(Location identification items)

————————

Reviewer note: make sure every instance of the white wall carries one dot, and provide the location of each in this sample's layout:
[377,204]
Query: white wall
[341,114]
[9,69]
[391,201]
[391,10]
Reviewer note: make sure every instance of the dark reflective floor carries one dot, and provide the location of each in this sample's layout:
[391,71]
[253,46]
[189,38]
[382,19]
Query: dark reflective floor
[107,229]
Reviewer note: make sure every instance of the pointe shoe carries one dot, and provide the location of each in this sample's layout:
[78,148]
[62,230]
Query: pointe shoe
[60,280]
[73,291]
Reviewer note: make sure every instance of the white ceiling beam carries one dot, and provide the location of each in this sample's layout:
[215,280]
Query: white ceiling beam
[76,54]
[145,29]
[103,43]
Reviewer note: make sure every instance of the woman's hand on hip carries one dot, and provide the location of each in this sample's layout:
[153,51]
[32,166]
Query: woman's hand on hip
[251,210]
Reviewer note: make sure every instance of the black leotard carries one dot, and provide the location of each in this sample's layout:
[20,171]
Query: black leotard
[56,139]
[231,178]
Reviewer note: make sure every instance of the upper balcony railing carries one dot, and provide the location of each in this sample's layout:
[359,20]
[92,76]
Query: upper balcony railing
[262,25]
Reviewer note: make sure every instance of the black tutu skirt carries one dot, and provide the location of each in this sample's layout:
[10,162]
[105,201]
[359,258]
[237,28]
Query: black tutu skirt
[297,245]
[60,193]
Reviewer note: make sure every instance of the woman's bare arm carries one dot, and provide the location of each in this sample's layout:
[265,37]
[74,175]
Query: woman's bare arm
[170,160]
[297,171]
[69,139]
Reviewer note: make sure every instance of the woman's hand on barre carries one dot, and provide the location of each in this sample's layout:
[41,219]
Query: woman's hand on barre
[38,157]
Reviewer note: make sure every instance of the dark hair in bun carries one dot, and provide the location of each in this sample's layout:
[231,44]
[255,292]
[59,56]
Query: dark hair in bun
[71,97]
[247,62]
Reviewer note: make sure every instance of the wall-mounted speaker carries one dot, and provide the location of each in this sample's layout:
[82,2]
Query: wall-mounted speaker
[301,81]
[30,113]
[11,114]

————————

DIRECTION
Make an exact copy of all the data.

EXERCISE RESULT
Reviewer note: make sure every instance of the white wall carries one dot, and provide the location of each in this sample's layout:
[377,204]
Query: white wall
[341,114]
[9,69]
[391,201]
[391,10]
Reviewer note: make sure every instance of the dark reflective floor carries one dot, and provide the location of each in this sample's layout:
[391,71]
[253,46]
[189,38]
[382,19]
Query: dark reflective floor
[107,229]
Reviewer note: make sure every instance of the pointe shoe carries one dot, and provide the location of each in this sample's layout:
[78,148]
[62,230]
Query: pointe shoe
[60,280]
[73,291]
Reviewer note: make sure every instance of the white ceiling beam carries one dot, and provide the location of each in this sample's layout:
[215,280]
Query: white ceiling beam
[76,54]
[145,29]
[103,43]
Reviewer note: make sure every instance of the woman's hand on hip carries one dot, and provide the location of each in this sample's layout:
[153,51]
[32,166]
Query: woman's hand on hip
[251,210]
Reviewer note: make sure every instance of the black leotard carries one dot, and provide the location of each in this sample's layout:
[20,171]
Query: black leotard
[56,139]
[231,178]
Reviewer note: make sure every instance of the upper balcony railing carries one dot, and provide the location of each in this sample's layout:
[359,20]
[92,76]
Query: upper balcony railing
[262,25]
Reviewer note: make sure every instance of the black tutu skirt carries one dot, and provide the location of each in this sample's layout:
[10,162]
[105,201]
[359,258]
[237,28]
Query: black tutu skirt
[297,245]
[60,193]
Reviewer note: make sure every instance of the woman's bare arm carries one dot, and provide the location of each in this sample's layout:
[265,37]
[74,175]
Query: woman's bare arm
[170,160]
[297,171]
[69,139]
Reviewer note: make sure every instance of the woman's hand on barre carries one dot, and provide the location of each in this sample's layout:
[41,219]
Query: woman's hand on barre
[38,157]
Reviewer note: make sure every instance of the dark hair in bun carries one dot, and provide the location of each in this sample's layout:
[231,44]
[255,292]
[59,56]
Query: dark hair in bun
[71,97]
[247,62]
Reviewer note: make sure every instance of the wall-mounted speaker carries one dot, and provide the location of each in this sample's layout:
[82,2]
Query: wall-mounted speaker
[301,81]
[30,113]
[11,114]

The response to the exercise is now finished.